• **Exercise**
According to the lecture notes on activation and loss functions below, what is the output range of the sigmoid function?

• **Extract to read**
===
Lecture 4: Activation and Loss Functions

Duration: ~45 minutes Slides: 23 Prerequisites: Lecture 3

Learning Objectives

After completing this lecture, you should be able to:

  1. Explain why activation functions are necessary
  2. Compare sigmoid, tanh, and ReLU activation functions
  3. Choose appropriate activation functions for different layers
  4. Understand the purpose of loss functions
  5. Apply MSE and cross-entropy loss to appropriate problems
  6. Connect loss functions to the optimization process

Key Concepts

1. Why Activation Functions?

Recall from Lecture 3: Without non-linear activation functions, any multi-layer network collapses to a single linear transformation.

Activation functions provide:

  • Non-linearity (essential for learning complex patterns)
  • Bounded output (for some functions)
  • Differentiability (needed for gradient-based learning)

2. The Sigmoid Function

The sigmoid (logistic) function was historically the most popular activation.

Formula:

sigmoid(z) = 1 / (1 + e^(-z))

Properties:

  • Output range: (0, 1)
  • Smooth, differentiable everywhere
  • Centered at 0.5

Derivative:

sigmoid'(z) = sigmoid(z) * (1 - sigmoid(z))

Advantages:

  • Outputs interpretable as probabilities
  • Smooth gradient

Disadvantages:

  • Vanishing gradient for large z
  • Not zero-centered
  • Computationally expensive (exponentials)
===
• **Recorded data**
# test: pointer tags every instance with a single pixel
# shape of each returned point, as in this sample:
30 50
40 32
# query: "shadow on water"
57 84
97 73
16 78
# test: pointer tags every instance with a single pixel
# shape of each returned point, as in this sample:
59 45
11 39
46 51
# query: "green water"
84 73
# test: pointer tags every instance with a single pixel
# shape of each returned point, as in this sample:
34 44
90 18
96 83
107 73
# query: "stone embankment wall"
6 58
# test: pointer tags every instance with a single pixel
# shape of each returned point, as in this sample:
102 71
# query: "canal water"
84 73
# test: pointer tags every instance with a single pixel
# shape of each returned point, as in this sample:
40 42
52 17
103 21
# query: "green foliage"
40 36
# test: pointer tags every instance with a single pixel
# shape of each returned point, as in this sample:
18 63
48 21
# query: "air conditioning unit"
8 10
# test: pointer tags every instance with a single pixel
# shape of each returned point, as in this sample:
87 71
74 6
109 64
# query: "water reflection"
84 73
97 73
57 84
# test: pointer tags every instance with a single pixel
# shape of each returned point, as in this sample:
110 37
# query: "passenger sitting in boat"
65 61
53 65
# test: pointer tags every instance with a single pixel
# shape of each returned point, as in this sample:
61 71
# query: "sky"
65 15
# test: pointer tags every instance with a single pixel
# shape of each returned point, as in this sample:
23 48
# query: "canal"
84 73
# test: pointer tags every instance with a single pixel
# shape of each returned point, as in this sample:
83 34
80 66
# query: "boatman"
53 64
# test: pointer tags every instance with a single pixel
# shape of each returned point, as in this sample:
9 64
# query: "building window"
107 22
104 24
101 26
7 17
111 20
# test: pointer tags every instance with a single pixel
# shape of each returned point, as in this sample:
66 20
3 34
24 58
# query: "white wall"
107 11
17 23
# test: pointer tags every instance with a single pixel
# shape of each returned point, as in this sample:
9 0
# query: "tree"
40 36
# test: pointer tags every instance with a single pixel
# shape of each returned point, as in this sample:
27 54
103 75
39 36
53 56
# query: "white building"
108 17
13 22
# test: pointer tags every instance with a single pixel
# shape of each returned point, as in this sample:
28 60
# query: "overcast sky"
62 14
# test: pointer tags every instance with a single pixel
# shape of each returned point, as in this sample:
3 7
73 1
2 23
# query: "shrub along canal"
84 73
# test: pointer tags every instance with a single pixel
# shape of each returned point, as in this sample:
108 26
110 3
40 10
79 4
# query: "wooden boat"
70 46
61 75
===
• **Answer to this exercise**
(0, 1)